The input.
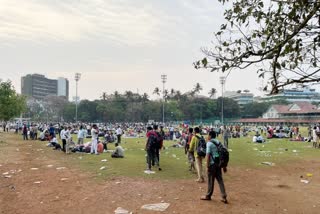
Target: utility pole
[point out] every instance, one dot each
(164, 80)
(77, 78)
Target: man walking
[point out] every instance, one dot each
(214, 170)
(118, 133)
(94, 134)
(193, 149)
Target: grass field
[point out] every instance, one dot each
(173, 161)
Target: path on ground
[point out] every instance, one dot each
(40, 184)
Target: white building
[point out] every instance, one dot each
(63, 87)
(240, 98)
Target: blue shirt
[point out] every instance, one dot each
(212, 150)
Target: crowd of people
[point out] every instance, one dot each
(191, 139)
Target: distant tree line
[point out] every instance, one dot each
(135, 107)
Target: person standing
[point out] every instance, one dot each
(94, 134)
(190, 155)
(25, 132)
(119, 133)
(63, 138)
(226, 135)
(81, 135)
(150, 147)
(67, 135)
(214, 169)
(193, 149)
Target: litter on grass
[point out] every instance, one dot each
(304, 181)
(156, 207)
(149, 172)
(60, 168)
(120, 210)
(268, 163)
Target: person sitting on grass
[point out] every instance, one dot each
(118, 152)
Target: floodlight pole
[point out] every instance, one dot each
(77, 78)
(222, 81)
(164, 79)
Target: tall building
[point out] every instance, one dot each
(63, 87)
(240, 98)
(294, 95)
(38, 86)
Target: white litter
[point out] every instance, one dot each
(304, 181)
(268, 163)
(149, 172)
(59, 168)
(156, 207)
(120, 210)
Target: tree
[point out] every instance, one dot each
(104, 96)
(11, 103)
(197, 88)
(212, 92)
(283, 34)
(156, 91)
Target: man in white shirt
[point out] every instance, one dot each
(119, 133)
(118, 152)
(94, 134)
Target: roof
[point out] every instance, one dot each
(272, 120)
(296, 108)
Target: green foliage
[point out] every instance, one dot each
(282, 34)
(11, 104)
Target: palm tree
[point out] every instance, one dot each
(104, 96)
(212, 92)
(156, 91)
(197, 88)
(145, 97)
(116, 94)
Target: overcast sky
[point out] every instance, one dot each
(115, 44)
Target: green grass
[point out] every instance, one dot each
(174, 162)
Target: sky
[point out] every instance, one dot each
(115, 44)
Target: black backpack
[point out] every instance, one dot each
(223, 154)
(202, 146)
(153, 141)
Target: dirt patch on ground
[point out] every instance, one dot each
(38, 184)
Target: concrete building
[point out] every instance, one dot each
(38, 86)
(294, 95)
(240, 98)
(63, 87)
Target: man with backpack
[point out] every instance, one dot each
(197, 146)
(217, 159)
(151, 148)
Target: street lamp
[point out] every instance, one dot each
(164, 79)
(222, 81)
(77, 78)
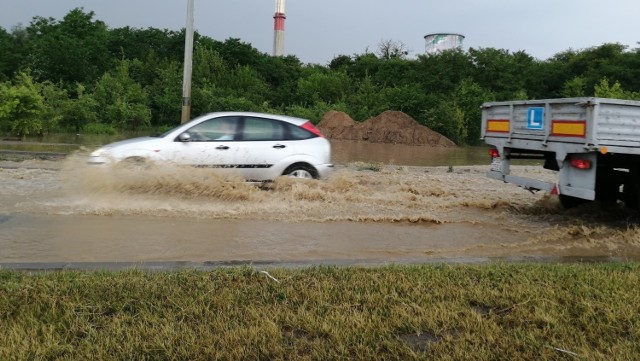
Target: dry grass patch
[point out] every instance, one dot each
(484, 312)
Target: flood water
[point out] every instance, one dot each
(67, 212)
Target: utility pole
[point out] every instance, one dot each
(188, 65)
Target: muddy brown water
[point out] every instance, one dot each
(383, 204)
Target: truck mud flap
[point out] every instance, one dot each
(538, 185)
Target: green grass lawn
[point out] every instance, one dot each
(456, 312)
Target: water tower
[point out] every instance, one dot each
(278, 29)
(438, 42)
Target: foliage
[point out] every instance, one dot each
(83, 72)
(122, 101)
(22, 106)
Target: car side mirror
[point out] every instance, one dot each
(184, 137)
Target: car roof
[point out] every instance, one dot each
(286, 118)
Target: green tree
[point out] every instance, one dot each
(81, 111)
(615, 91)
(121, 101)
(469, 96)
(448, 119)
(70, 51)
(367, 101)
(324, 86)
(575, 87)
(22, 106)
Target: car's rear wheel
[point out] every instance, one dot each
(301, 171)
(136, 163)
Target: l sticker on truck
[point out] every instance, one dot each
(535, 118)
(568, 128)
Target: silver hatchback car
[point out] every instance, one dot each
(259, 147)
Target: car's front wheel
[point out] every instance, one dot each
(301, 171)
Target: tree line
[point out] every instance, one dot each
(78, 75)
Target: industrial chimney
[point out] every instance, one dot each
(278, 29)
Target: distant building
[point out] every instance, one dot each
(435, 43)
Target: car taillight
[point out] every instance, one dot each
(310, 127)
(581, 163)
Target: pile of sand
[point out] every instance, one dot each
(392, 127)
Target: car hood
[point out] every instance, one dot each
(129, 143)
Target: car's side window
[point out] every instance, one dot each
(297, 133)
(216, 129)
(256, 129)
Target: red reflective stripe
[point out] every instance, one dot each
(581, 163)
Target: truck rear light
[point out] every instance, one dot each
(310, 127)
(581, 163)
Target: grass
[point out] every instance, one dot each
(443, 312)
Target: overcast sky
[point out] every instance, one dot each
(317, 31)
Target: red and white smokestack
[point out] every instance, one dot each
(278, 29)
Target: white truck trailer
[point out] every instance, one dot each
(593, 143)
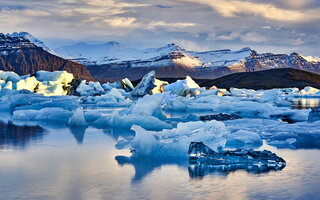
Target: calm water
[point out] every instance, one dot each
(83, 164)
(305, 103)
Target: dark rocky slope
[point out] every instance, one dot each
(23, 57)
(268, 79)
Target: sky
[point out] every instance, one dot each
(279, 26)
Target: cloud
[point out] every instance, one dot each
(122, 22)
(275, 24)
(190, 45)
(155, 24)
(253, 37)
(248, 37)
(235, 8)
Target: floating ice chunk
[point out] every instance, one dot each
(184, 87)
(288, 143)
(219, 117)
(127, 120)
(8, 86)
(9, 76)
(203, 160)
(77, 118)
(314, 115)
(175, 142)
(148, 106)
(148, 85)
(62, 77)
(29, 83)
(309, 90)
(242, 139)
(90, 88)
(91, 116)
(242, 92)
(124, 84)
(127, 85)
(46, 115)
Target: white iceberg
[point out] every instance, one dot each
(175, 142)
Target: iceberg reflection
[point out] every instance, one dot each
(144, 166)
(19, 136)
(203, 160)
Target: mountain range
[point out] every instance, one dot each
(113, 61)
(25, 54)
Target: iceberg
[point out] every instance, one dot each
(219, 117)
(78, 119)
(203, 160)
(314, 115)
(175, 142)
(90, 88)
(243, 139)
(148, 85)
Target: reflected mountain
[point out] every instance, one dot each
(144, 166)
(117, 133)
(203, 161)
(19, 136)
(305, 103)
(199, 170)
(78, 133)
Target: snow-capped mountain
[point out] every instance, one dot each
(21, 55)
(115, 61)
(113, 52)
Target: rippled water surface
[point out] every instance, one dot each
(59, 163)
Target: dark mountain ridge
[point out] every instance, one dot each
(20, 55)
(268, 79)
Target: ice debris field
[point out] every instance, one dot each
(165, 117)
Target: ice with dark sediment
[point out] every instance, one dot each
(203, 160)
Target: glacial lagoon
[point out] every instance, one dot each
(83, 163)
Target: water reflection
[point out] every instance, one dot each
(305, 103)
(19, 136)
(118, 133)
(144, 166)
(78, 133)
(200, 170)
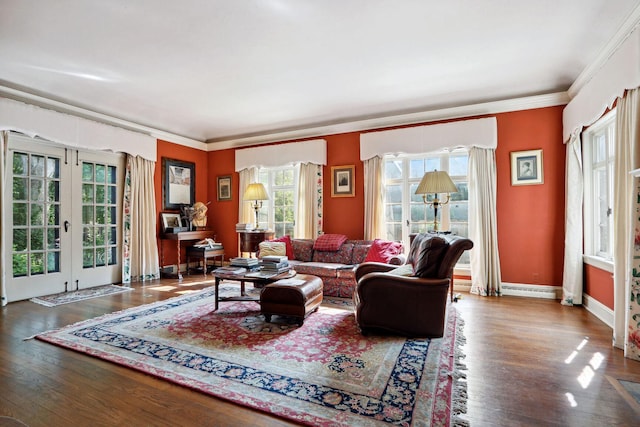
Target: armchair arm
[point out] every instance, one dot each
(371, 267)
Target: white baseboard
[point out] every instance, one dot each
(598, 309)
(531, 291)
(516, 289)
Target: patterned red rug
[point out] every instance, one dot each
(324, 373)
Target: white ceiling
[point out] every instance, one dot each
(220, 70)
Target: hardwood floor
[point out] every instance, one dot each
(530, 362)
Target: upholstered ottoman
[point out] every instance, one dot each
(297, 297)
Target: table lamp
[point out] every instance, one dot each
(257, 193)
(436, 182)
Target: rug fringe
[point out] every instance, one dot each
(459, 393)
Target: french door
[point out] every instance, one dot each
(63, 211)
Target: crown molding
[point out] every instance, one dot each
(493, 107)
(625, 30)
(62, 107)
(479, 109)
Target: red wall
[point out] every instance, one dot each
(530, 218)
(598, 284)
(167, 249)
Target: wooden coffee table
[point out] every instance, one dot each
(258, 282)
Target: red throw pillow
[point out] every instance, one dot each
(287, 242)
(329, 242)
(383, 251)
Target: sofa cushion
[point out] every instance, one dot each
(427, 261)
(288, 247)
(360, 251)
(342, 256)
(383, 251)
(270, 247)
(302, 249)
(329, 242)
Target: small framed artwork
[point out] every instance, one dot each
(342, 181)
(224, 187)
(170, 221)
(178, 183)
(526, 167)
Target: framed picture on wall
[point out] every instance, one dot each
(342, 181)
(178, 183)
(526, 167)
(170, 221)
(224, 187)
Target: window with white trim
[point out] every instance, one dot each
(279, 212)
(598, 159)
(406, 212)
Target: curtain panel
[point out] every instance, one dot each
(374, 198)
(572, 277)
(310, 199)
(4, 141)
(140, 247)
(627, 159)
(486, 279)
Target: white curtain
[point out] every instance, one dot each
(572, 275)
(626, 160)
(483, 230)
(374, 198)
(4, 141)
(140, 247)
(246, 214)
(309, 215)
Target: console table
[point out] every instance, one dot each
(249, 241)
(184, 236)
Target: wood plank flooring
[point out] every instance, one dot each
(530, 362)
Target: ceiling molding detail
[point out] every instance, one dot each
(62, 107)
(625, 30)
(494, 107)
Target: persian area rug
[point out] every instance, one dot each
(324, 373)
(80, 295)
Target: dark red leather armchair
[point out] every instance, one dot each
(412, 305)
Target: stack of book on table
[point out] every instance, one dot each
(250, 264)
(230, 270)
(244, 227)
(275, 264)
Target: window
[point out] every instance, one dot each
(598, 160)
(279, 212)
(406, 212)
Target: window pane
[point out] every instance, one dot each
(87, 172)
(53, 168)
(20, 189)
(463, 192)
(37, 165)
(37, 190)
(393, 194)
(20, 162)
(459, 211)
(416, 168)
(20, 214)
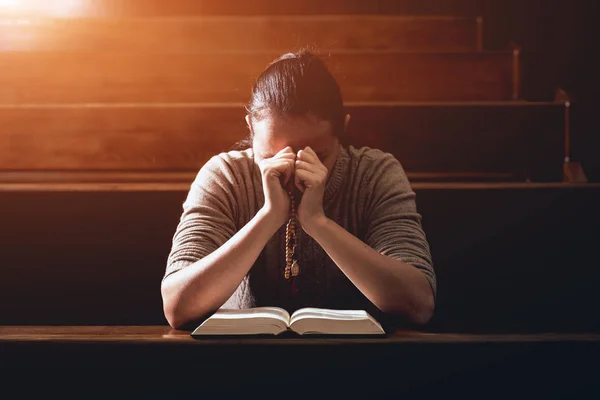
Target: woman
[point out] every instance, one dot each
(358, 238)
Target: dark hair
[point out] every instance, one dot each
(295, 85)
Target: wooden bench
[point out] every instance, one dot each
(460, 141)
(509, 257)
(156, 361)
(220, 33)
(80, 77)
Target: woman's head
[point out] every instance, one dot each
(296, 102)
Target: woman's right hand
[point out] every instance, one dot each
(277, 172)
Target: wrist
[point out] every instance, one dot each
(267, 217)
(316, 224)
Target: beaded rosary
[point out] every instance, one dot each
(292, 269)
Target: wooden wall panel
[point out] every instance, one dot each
(283, 33)
(513, 137)
(65, 77)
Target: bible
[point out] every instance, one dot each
(275, 320)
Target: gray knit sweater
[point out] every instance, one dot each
(367, 193)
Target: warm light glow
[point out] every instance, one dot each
(47, 8)
(9, 4)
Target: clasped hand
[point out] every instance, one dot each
(303, 170)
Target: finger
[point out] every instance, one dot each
(284, 156)
(283, 169)
(309, 179)
(307, 166)
(309, 156)
(287, 149)
(299, 183)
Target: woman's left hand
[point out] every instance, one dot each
(310, 178)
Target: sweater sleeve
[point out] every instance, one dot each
(393, 223)
(208, 218)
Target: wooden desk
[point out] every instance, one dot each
(157, 359)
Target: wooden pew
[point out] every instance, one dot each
(499, 141)
(76, 77)
(104, 8)
(155, 361)
(508, 257)
(276, 33)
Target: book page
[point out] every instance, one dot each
(260, 320)
(329, 314)
(258, 312)
(328, 321)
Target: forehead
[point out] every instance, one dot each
(274, 134)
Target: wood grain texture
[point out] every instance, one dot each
(67, 77)
(278, 33)
(165, 334)
(506, 139)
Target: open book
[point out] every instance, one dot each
(275, 320)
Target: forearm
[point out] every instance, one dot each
(392, 285)
(204, 286)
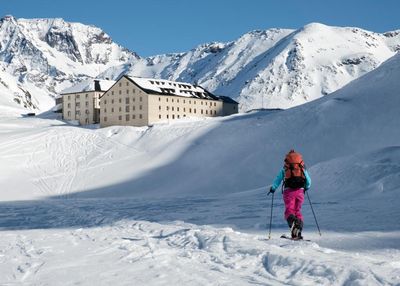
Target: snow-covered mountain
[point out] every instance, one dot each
(40, 57)
(185, 203)
(262, 69)
(276, 68)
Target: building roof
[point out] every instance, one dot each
(90, 85)
(167, 87)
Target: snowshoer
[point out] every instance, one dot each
(296, 181)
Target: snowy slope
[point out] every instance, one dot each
(277, 67)
(40, 57)
(185, 203)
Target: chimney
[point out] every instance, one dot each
(97, 85)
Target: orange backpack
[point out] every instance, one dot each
(294, 170)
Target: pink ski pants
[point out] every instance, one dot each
(293, 199)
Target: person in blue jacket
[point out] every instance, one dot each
(296, 181)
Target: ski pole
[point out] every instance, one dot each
(313, 213)
(270, 219)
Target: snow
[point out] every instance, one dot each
(185, 203)
(89, 85)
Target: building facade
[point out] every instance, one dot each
(138, 101)
(81, 103)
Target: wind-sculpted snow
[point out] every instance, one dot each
(144, 253)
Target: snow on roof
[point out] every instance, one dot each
(89, 85)
(167, 87)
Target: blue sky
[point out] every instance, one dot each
(151, 27)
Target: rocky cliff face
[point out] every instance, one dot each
(43, 56)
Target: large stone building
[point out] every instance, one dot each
(81, 103)
(139, 101)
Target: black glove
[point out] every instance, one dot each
(271, 190)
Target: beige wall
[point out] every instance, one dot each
(81, 106)
(124, 104)
(165, 108)
(127, 104)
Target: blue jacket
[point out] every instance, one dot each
(281, 175)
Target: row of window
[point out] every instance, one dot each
(190, 101)
(190, 110)
(126, 100)
(127, 91)
(77, 112)
(78, 96)
(127, 117)
(78, 104)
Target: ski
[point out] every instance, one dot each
(294, 239)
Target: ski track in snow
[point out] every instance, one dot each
(146, 253)
(46, 241)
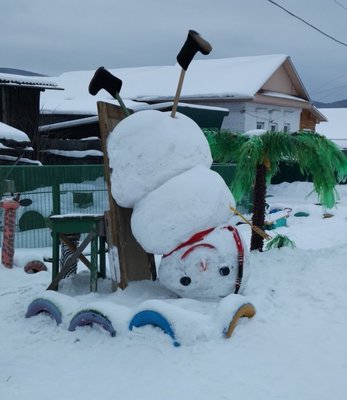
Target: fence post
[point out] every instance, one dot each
(56, 197)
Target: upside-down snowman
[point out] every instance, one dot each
(181, 208)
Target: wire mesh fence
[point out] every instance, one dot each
(75, 189)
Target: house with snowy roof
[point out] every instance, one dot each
(19, 114)
(257, 92)
(263, 92)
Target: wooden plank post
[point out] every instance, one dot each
(134, 263)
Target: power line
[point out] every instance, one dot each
(307, 23)
(341, 5)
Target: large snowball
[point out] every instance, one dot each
(148, 148)
(190, 202)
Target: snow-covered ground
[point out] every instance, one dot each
(293, 348)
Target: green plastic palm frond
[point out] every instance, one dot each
(324, 161)
(279, 241)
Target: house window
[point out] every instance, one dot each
(273, 126)
(286, 127)
(260, 125)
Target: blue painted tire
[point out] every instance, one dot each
(149, 317)
(90, 317)
(38, 306)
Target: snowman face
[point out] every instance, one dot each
(204, 270)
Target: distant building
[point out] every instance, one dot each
(20, 103)
(263, 92)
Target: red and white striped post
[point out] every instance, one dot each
(10, 206)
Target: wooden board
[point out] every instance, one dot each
(134, 263)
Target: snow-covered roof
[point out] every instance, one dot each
(335, 128)
(27, 81)
(10, 133)
(235, 78)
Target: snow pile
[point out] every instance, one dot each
(148, 149)
(293, 348)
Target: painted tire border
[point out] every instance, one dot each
(90, 317)
(246, 310)
(44, 305)
(150, 317)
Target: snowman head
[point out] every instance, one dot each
(210, 265)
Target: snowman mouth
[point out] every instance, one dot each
(192, 248)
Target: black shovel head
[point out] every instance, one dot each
(192, 45)
(103, 79)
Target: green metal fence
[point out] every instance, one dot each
(60, 189)
(53, 190)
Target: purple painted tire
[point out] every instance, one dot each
(90, 317)
(38, 306)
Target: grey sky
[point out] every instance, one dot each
(53, 37)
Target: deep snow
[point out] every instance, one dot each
(294, 347)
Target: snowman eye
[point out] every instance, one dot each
(185, 281)
(224, 271)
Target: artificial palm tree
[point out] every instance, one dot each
(258, 156)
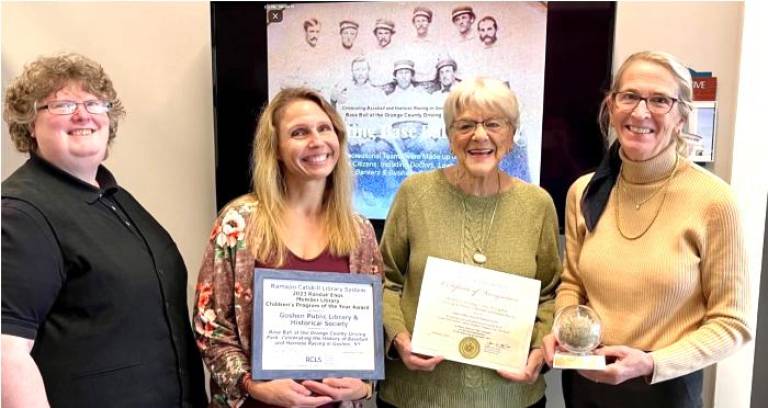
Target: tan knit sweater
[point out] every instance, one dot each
(680, 290)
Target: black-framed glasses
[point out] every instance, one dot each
(465, 126)
(658, 104)
(95, 106)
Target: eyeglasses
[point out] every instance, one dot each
(95, 106)
(465, 127)
(658, 104)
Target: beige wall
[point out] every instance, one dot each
(159, 58)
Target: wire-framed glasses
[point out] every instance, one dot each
(95, 106)
(658, 104)
(465, 126)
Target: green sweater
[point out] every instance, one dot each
(426, 219)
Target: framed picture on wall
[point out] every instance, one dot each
(700, 132)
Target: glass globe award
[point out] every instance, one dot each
(577, 329)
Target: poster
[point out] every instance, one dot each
(387, 68)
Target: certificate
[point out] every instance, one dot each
(475, 316)
(312, 325)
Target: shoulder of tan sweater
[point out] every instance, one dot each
(578, 186)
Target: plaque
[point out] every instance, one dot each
(313, 325)
(475, 315)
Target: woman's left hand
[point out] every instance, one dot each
(340, 389)
(629, 363)
(531, 372)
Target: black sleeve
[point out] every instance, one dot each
(33, 270)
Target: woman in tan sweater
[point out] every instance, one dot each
(654, 246)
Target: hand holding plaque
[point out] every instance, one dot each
(577, 329)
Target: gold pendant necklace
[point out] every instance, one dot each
(478, 256)
(637, 205)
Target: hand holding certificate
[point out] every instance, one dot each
(475, 316)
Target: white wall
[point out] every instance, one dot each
(706, 36)
(159, 58)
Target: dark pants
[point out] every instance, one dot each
(542, 403)
(681, 392)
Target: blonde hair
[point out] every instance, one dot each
(684, 95)
(45, 76)
(269, 187)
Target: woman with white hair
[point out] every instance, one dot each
(474, 213)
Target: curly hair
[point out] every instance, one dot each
(45, 76)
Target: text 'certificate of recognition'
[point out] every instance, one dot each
(316, 325)
(475, 315)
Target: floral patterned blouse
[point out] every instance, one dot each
(222, 313)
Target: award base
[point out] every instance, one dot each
(573, 361)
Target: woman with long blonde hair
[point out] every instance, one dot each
(302, 182)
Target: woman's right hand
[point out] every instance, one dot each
(284, 393)
(550, 345)
(414, 362)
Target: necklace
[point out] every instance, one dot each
(479, 245)
(637, 205)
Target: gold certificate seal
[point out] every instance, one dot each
(469, 347)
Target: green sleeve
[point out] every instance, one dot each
(548, 268)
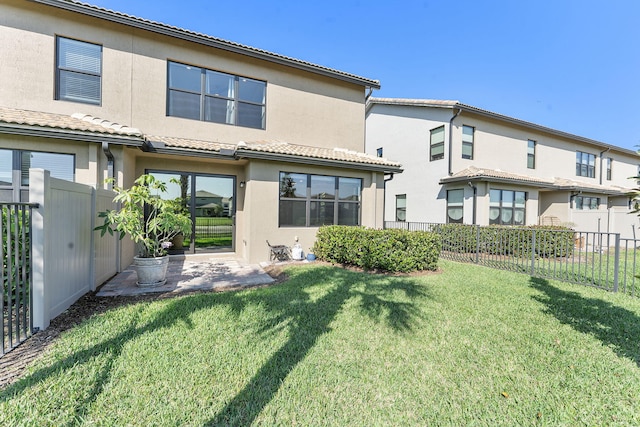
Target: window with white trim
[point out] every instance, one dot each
(467, 142)
(212, 96)
(507, 207)
(78, 71)
(455, 208)
(587, 202)
(585, 164)
(401, 207)
(14, 170)
(531, 154)
(314, 200)
(436, 143)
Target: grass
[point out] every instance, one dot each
(470, 346)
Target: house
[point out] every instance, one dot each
(467, 165)
(89, 93)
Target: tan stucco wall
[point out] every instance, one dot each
(556, 204)
(302, 108)
(498, 145)
(261, 207)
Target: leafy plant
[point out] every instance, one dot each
(150, 220)
(388, 250)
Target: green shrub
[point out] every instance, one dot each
(387, 250)
(551, 241)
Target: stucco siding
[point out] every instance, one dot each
(302, 107)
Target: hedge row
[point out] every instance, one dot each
(551, 241)
(387, 250)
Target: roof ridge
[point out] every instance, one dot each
(161, 27)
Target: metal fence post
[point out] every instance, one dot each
(477, 244)
(533, 252)
(616, 263)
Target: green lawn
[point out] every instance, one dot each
(470, 346)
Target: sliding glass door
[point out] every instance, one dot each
(210, 202)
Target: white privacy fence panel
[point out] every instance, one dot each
(69, 257)
(106, 247)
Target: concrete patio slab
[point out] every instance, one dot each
(186, 274)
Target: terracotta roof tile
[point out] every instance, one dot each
(278, 147)
(474, 173)
(75, 122)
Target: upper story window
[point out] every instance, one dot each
(78, 71)
(201, 94)
(507, 207)
(467, 142)
(585, 164)
(531, 154)
(436, 144)
(401, 207)
(583, 202)
(455, 209)
(315, 200)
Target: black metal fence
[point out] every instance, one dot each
(602, 260)
(15, 276)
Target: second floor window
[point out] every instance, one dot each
(467, 142)
(78, 71)
(531, 154)
(436, 144)
(455, 209)
(585, 164)
(201, 94)
(401, 207)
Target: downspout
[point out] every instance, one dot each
(384, 197)
(110, 164)
(601, 159)
(368, 95)
(475, 198)
(451, 140)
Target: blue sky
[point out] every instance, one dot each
(572, 65)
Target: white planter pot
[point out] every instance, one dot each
(151, 271)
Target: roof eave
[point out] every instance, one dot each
(259, 155)
(449, 180)
(217, 43)
(74, 135)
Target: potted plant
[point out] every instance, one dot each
(150, 221)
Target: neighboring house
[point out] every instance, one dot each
(467, 165)
(90, 93)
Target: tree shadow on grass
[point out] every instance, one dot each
(305, 306)
(616, 327)
(308, 319)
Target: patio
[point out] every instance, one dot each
(191, 273)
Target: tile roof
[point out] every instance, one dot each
(84, 123)
(173, 31)
(475, 173)
(75, 122)
(278, 148)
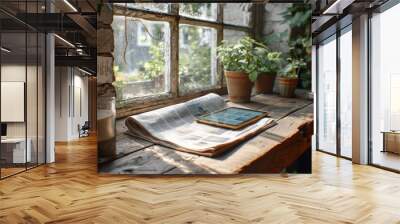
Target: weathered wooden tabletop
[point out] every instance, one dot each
(271, 151)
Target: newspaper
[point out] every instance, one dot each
(176, 127)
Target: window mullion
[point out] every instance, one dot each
(174, 57)
(220, 37)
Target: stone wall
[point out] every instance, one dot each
(106, 112)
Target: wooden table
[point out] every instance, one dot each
(269, 152)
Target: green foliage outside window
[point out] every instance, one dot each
(194, 60)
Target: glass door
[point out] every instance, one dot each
(346, 72)
(326, 96)
(385, 89)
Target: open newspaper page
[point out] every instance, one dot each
(176, 127)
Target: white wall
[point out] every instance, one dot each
(70, 83)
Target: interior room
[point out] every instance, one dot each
(172, 58)
(338, 48)
(333, 150)
(44, 75)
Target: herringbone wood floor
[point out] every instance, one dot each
(70, 191)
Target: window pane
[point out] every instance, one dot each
(238, 14)
(205, 11)
(13, 84)
(232, 36)
(327, 96)
(346, 94)
(197, 58)
(385, 88)
(156, 7)
(141, 57)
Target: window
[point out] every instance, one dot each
(204, 11)
(156, 7)
(197, 59)
(327, 96)
(385, 87)
(238, 14)
(234, 35)
(346, 75)
(147, 65)
(141, 64)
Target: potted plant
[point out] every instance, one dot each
(288, 77)
(269, 65)
(238, 62)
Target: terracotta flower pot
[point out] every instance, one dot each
(265, 83)
(287, 86)
(239, 86)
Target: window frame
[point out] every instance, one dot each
(140, 104)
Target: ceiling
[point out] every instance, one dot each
(74, 21)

Exercise requirements. The expected answer holds each line from the listing above where the string "slope" is present.

Problem solution.
Target: dark rocky slope
Target: snowy slope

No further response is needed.